====== EXCERPT PROVIDED

Sorry if this is vague, but there’s this quote that goes something like “You get the democracy you deserve” or “In a democracy you get the government you deserve.” I’ve heard that quite a few times and I realized recently I didn’t actually know where it came from.

The Yale Book of Quotations
has the following quote under Joseph de Maistre (1753-1821) from Lettres et Opuscules Inédits, vol. 1, no. 53 (1851) (Letter of 15 August, 1811):

Toute nation a le gouvernement qu’elle mérite. (Every country has the government it deserves.)

Ari asks who said the following:

In the long run, we’re all dead.

The YBQ has this under John Maynard Keynes, from “A Tract on Monetary Reform,” Chapter 3 (1923):

But this long run is a misleading guide to current affairs. In the long run we are all dead.

Do any readers have any other quotations whose origins they would like me to attempt to trace?


I'd love to know where the heavy gorilla came from. I don't think it's a direct quote from a specific person, but I have noticed the gorilla, like the elephant in the room, gets bigger all the time. I started noticing this in the late 90s when the gorilla was about 500 pounds and now I've seen gorillas as big as two tons (maybe to distinguish itself from previously not-as-big gorillas). This seems to be a completely journalistic metaphor, and I'm hoping the origin isn't as arbitrary as picking a gorilla seems to be.

Jeff Bladt

"In Dreams Begin Responsibility"

I know this is used as a lead-in quote from Yeats' 1914 collection Responsibilities. Yeats unfortunately only cites Old Play as his source. Later Delmore Schwartz borrows the phrase for a short story title, but again offers no proper citation.

Anyhow, I have heard whispers that the phrase originates from Chaucer, though I have never found any corroborating evidence to support this claim. Any insight here would be greatly appreciated. Thanks.

Jeff Bladt

“So I be written in the Book of Love/ I do not care about that Book above/ Erase my name or write it as you will/ So I be written in the Book of Love.”

I've recently heard Keith Olbermann use this wording, citing Clarence Darrow's quoting of Omar Khayyam in the closing argument of the Leopold & Loeb trial. Looking through transcripts of his closing, Darrow regrettably never cites his source for this particular translation. The only English version of the Rubaiyat I have read is the Edward FitzGerald translation, in which nothing approximating the above phrasing appears.

So, do you know which translation Darrow used? Did he use his own translation/interpretation? Thanks.


I was wondering where "the hostess with the mostess" came from. Obviously the rhyme is what turned it into a phrase, but my friend and I debated what mostess originally was referring to.


RE: In the long run ...

I would say this sentiment is key to the entire book of Ecclesiastes


"Every shot not taken is a 100% miss."

My family would really love the T-shirt that says this is Wayne Gretzky proven wrong. Or right, depending on who you talk to.

Andrew Scribner-MacLean

Fred - Re: “You get the democracy you deserve” or “In a democracy you get the government you deserve.”

============
====== STORED RECORDS

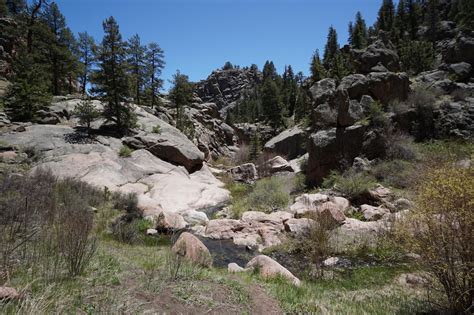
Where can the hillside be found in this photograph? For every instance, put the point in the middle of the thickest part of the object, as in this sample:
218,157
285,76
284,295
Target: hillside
349,191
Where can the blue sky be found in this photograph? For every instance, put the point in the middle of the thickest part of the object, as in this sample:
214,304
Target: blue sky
201,35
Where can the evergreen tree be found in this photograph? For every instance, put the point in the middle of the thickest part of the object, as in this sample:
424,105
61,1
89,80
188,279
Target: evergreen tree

============

:: TASKS TO CARRY OUT ::
**A)** In two sentences, what does the post on quotation origins cover?
**B)** Can you rename "evergreen tree" to "pine tree" throughout the records and give them back otherwise unchanged, without the pictures?

:: FULL ANSWERS ::
**A)** Citing The Yale Book of Quotations, the post traces "Every country has the government it deserves" to a letter by Joseph de Maistre and "In the long run we are all dead" to John Maynard Keynes's "A Tract on Monetary Reform." Readers then ask about the origins of other phrases, including the heavy gorilla metaphor, "In Dreams Begin Responsibility," Clarence Darrow's wording of a Rubaiyat verse, and "the hostess with the mostess."

**B)**
Where can the hillside be found in this photograph? For every instance, put the point in the middle of the thickest part of the object, as in this sample:
218,157
285,76
284,295
Target: hillside
349,191
Where can the blue sky be found in this photograph? For every instance, put the point in the middle of the thickest part of the object, as in this sample:
214,304
Target: blue sky
201,35
Where can the pine tree be found in this photograph? For every instance, put the point in the middle of the thickest part of the object, as in this sample:
424,105
61,1
89,80
188,279
Target: pine tree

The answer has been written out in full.